- **What needs to be done**:
All lines from the one containing "Objective — indicate one point on every instance of the knit" through the last line below must be duplicated exactly, with nothing outside that span.

- **Extracted entries**:

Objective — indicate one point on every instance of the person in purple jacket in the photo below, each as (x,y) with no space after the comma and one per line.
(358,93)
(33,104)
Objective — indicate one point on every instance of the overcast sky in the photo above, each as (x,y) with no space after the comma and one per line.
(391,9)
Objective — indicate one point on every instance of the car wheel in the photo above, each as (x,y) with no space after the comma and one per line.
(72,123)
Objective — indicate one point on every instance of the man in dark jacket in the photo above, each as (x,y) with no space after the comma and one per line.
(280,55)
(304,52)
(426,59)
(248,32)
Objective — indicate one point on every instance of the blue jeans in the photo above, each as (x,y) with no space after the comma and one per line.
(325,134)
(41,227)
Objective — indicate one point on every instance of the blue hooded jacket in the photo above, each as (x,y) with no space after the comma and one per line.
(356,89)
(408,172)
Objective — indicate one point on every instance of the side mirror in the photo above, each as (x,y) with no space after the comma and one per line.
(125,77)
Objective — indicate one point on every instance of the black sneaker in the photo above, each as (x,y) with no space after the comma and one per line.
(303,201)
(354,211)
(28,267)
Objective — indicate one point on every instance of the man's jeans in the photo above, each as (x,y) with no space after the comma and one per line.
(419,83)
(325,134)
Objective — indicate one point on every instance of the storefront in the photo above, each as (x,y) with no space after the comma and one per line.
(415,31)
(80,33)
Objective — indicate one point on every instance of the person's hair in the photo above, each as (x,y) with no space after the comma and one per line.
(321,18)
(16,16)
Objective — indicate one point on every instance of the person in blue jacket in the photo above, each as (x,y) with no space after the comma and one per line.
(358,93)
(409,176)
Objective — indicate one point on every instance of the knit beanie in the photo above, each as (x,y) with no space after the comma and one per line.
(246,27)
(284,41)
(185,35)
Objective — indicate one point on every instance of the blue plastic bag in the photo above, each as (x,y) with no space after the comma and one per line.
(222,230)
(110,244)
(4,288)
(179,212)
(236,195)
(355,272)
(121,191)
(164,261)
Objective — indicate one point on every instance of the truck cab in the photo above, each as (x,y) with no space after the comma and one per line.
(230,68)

- **Your solution**:
Objective — indicate one point on every instance of the knit beanie in the photo above, each as (x,y) with no space after the comma and one per line.
(246,27)
(284,41)
(185,35)
Objective — indicate one point on every instance of the blue plastic bag in the photo above, each as (x,y) with no space after the comma and one per line.
(222,230)
(110,244)
(4,288)
(179,212)
(236,195)
(355,272)
(121,191)
(164,261)
Objective — indicate one point on every instance of the truck cab in the photo above, each as (x,y) with no space after the comma and one per line.
(230,68)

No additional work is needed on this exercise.